─── QUOTED PASSAGE

The Catholic Church doesn’t teach women to be submissive within the definition that you seem to want to give to submission.
You seem to be saying that you think it means “having no backbone” or being oppressed. It does not.
I think Father Echert explains it well.
ewtn.org/vexperts/showmessage.asp?number=562010&Pg=Forum7&Pgnu=1&recnu=1
"The Church provides several options for the readings on the Feast of the Holy Family among which is a biblical text from Saint Paul on the matter of Christian marriage and family:
“Put on, as God’s chosen ones, holy and beloved, heartfelt compassion, kindness, humility, gentleness, and patience, bearing with one another and forgiving one another, if one has a grievance against another; as the Lord has forgiven you, so must you also do. And over all these put on love, that is, the bond of perfection. And let the peace of Christ control your hearts, the peace into which you were also called in one body. And be thankful. Let the word of Christ dwell in you richly, as in all wisdom you teach and admonish one another, singing psalms, hymns, and spiritual songs with gratitude in your hearts to God. And whatever you do, in word or in deed, do everything in the name of the Lord Jesus, giving thanks to God the Father through him.
Wives, be subject to your husbands, as is proper in the Lord. Husbands, love your wives, and avoid any bitterness toward them. Children, obey your parents in everything, for this is pleasing to the Lord. Fathers, do not provoke your children, so they may not become discouraged.”

──────

▶ **SET EXERCISE 1**
Extract each line of the entries below that contains the string "dress".

─── RECORDS PROVIDED

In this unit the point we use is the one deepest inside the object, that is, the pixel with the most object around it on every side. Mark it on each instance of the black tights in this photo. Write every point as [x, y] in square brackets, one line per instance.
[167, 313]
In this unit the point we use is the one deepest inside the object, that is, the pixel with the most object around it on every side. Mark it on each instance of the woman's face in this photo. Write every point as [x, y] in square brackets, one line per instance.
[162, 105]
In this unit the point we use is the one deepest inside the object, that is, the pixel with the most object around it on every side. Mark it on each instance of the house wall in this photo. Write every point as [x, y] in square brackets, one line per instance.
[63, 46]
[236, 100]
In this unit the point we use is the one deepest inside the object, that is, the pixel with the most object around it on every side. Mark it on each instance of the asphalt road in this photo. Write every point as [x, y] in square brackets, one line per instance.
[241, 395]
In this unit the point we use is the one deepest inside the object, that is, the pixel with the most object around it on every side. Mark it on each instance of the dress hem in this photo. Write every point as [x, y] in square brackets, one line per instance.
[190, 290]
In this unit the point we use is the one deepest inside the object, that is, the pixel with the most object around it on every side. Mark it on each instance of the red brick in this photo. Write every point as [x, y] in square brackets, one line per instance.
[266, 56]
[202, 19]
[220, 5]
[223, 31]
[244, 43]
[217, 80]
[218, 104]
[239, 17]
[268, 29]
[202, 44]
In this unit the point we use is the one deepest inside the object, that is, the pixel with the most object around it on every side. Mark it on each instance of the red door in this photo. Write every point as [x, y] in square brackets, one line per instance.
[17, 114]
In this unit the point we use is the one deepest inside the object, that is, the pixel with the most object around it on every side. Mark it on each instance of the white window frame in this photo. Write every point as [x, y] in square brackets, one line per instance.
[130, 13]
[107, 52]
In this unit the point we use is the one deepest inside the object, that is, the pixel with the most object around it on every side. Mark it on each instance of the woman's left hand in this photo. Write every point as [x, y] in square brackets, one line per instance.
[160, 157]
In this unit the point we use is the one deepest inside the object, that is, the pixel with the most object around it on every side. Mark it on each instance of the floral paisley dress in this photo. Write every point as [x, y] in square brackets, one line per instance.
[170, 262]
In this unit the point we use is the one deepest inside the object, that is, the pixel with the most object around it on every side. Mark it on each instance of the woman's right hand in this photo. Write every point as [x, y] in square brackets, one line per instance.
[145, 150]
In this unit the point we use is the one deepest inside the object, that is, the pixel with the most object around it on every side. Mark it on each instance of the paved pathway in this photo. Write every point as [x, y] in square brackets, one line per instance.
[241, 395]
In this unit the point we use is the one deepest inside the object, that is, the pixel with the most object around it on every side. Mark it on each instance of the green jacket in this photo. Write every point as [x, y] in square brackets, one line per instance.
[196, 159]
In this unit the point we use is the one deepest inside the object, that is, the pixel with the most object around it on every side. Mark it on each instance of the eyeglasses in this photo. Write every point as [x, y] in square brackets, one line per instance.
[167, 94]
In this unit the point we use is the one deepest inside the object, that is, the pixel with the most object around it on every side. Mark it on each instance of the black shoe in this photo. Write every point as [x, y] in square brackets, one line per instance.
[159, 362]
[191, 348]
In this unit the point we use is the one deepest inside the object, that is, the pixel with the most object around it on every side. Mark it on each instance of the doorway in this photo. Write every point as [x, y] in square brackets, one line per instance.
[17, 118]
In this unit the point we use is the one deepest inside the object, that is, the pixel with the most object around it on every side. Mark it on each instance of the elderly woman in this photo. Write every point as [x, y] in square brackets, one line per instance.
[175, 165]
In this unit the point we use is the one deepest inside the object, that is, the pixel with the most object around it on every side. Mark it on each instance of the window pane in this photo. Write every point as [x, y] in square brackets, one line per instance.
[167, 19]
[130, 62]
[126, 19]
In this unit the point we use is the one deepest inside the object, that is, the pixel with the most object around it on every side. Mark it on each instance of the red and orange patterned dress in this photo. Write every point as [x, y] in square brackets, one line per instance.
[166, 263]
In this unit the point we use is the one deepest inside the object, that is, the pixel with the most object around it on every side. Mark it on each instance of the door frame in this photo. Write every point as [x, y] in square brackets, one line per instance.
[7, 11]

──────

▶ **SET EXERCISE 2**
Answer the following questions using the text on submission above.
(a) Which priest does the writer say explains the matter well?
(b) On which feast does the Church offer the reading from Saint Paul as one of several options?
(c) According to the reading, what are husbands told to avoid toward their wives?

▶ **FINAL ANSWER 1**
In this unit the point we use is the one deepest inside the object, that is, the pixel with the most object around it on every side. Mark it on each instance of the dress hem in this photo. Write every point as [x, y] in square brackets, one line per instance.
In this unit the point we use is the one deepest inside the object, that is, the pixel with the most object around it on every side. Mark it on each instance of the floral paisley dress in this photo. Write every point as [x, y] in square brackets, one line per instance.
In this unit the point we use is the one deepest inside the object, that is, the pixel with the most object around it on every side. Mark it on each instance of the red and orange patterned dress in this photo. Write every point as [x, y] in square brackets, one line per instance.

▶ **FINAL ANSWER 2**
(a) Father Echert
(b) The Feast of the Holy Family
(c) Any bitterness toward them